(DATA EXTRACT Opens)
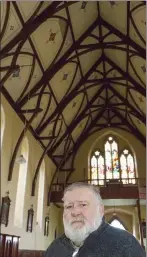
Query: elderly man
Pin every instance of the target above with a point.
(86, 233)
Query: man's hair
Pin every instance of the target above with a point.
(91, 187)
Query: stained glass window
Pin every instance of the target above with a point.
(111, 159)
(109, 164)
(127, 167)
(97, 168)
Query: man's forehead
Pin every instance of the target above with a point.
(77, 194)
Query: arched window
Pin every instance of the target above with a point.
(97, 168)
(40, 194)
(110, 165)
(127, 167)
(21, 185)
(2, 124)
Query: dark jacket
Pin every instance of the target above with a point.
(106, 241)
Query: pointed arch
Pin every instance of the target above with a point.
(40, 199)
(21, 185)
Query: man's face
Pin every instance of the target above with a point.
(82, 213)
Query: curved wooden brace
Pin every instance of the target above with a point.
(37, 170)
(17, 147)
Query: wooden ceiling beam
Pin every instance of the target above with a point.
(127, 40)
(127, 76)
(52, 70)
(126, 102)
(30, 26)
(135, 132)
(74, 123)
(84, 136)
(65, 101)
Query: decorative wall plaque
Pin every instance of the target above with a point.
(46, 226)
(30, 219)
(4, 213)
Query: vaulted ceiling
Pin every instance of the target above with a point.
(70, 69)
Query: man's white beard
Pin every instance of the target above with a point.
(78, 235)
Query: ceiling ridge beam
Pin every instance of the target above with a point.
(52, 70)
(127, 76)
(65, 101)
(127, 40)
(72, 126)
(126, 102)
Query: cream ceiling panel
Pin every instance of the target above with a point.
(88, 59)
(89, 40)
(27, 9)
(47, 40)
(140, 126)
(79, 128)
(139, 18)
(118, 57)
(140, 101)
(84, 17)
(15, 85)
(119, 88)
(115, 14)
(60, 83)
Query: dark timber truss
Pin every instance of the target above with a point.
(107, 107)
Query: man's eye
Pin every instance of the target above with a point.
(83, 204)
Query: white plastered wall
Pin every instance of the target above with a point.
(35, 240)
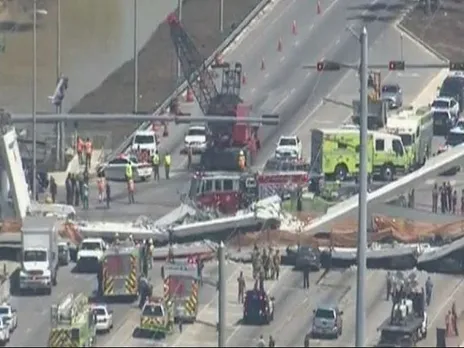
(DATA EXTRACT Closes)
(EXERCISE GOAL):
Extract, word for word, each line from the top of the data down to and including the line with "Query: arched window"; skip the pictures.

(FINISHED EXERCISE):
Query: elderly man
Pin every instance of the target above with a point.
(86, 233)
Query: man's hair
Pin every instance of the target above with a point.
(91, 187)
Query: stained glass window
Pin every instance of the target above with a point.
(111, 159)
(109, 164)
(127, 167)
(97, 168)
Query: man's forehead
Pin every instance of the target above with a point.
(77, 194)
Query: arched window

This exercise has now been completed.